··· Fragmento del documento
Domingo de Resurreción, en Sevilla

Las campanas de la Giralda nos han despertado, esta mañana, tocando a gloria: giran y giran, asustan a los pájaros, sacan de la cama a los dormilones... Joaquín Romero Murube, que tuvo siempre a «Sevilla en los labios» (es el título de uno de sus libros) resumía, en esos sonidos, el gozo de este Domingo: «Es el cuerpo de Dios lleno de alas, flores y luces. ¡Campanas, campanas, campanas!».

La resurrección de Jesucristo es uno de los mayores misterios de la fe cristiana. Lo cuentan los evangelistas con sencilla poesía: tres mujeres, María Magdalena, María la de Santiago y Salomé, han comprado perfumes para embalsamar a Jesús y acuden a su sepulcro. Les preocupa cómo podrán correr la gran piedra de la entrada (el detalle concreto que añade realismo al relato). Se asombran cuando ven que ya la han movido y un joven, vestido con una túnica blanca, les anuncia que Jesús ha resucitado.
······
··· Material en bruto
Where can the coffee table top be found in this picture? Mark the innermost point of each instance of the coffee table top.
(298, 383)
······
- [Problema planteado 1] En el texto sobre el Domingo de Resurrección en Sevilla, ¿qué título tiene el libro de Joaquín Romero Murube que se menciona?
- [Problema planteado 2] Prosigue el texto sobre el Domingo de Resurrección en Sevilla a partir de su última oración.

- [Respuesta final 1] «Sevilla en los labios».

- [Respuesta final 2]
Es el mismo Cristo glorioso que le dice a Juan, en el «Apocalipsis»: «Estuve muerto pero ahora vivo para siempre y guardo en mi poder las llaves de la muerte y del abismo». De ahí nace toda nuestra esperanza, escribe Pablo a los Corintios: «Sabiendo que el que ha resucitado a Jesús, el Señor, nos resucitará también a nosotros». La triunfal conclusión ha sido glosada muchas veces por los escritores contemporáneos, de Daniel Rops a Graham Greene: «Muerte, ¿dónde está tu victoria?». En Sevilla, ha triunfado la Cruz sobre la muerte («la Canina») y sobre el pecado («el Dragón»).

Siguen sonando las campanas de la Giralda, esta mañana. Ya ha concluido la tristeza de la Semana Santa; aunque la de esta ciudad, con su barroca belleza, sea tan poco triste. Se ha recogido en su capilla el Silencio; ha cruzado el Puente de Triana el Cachorro; han desfilado, con su ingenua teatralidad, los «armaos» de la Macarena. Este Domingo, simbólicamente, ha llegado a Sevilla el gozo de la primavera y la ciudad se empapa de aromas: el azahar, las magnolias, las lilas, los lirios, las jacarandas...

¿Quién puede permanecer insensible a esta resurrección de la belleza? La cantó en un soneto el «cura pelirrojo», Antonio Vivaldi, antes de que lo hicieran sus violines: «Llega la Primavera. La saludan los ángeles, con canto alegre; las fuentes; el suspirar de los céfiros, con dulce murmullo». Y los jóvenes goliardos de los «Carmina Burana»: «El sol... revela de nuevo al mundo / el rostro de abril. / Hacia Amor se encamina / el alma de los hombres...» ¿A dónde mejor podríamos ir?

En primavera, el sevillano Manuel Machado sueña con «el sotto voce balbuciente, oscuro / de la primer lujuria». Y su hermano Antonio, más púdico, con el olmo seco, centenario, al que «con las lluvias de abril y el sol de mayo / algunas hojas verdes le han salido».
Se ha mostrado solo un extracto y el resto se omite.